GOAL | Copy each of the following items word for word.

--- BEGIN DATA SHOWN ---

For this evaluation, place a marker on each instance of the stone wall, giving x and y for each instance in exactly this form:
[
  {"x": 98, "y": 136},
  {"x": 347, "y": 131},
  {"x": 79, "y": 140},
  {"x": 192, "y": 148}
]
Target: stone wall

--- END DATA SHOWN ---

SOLUTION BELOW |
For this evaluation, place a marker on each instance of the stone wall, giving x and y for each instance in exactly this form:
[
  {"x": 98, "y": 136},
  {"x": 347, "y": 131},
  {"x": 79, "y": 140},
  {"x": 192, "y": 148}
]
Target: stone wall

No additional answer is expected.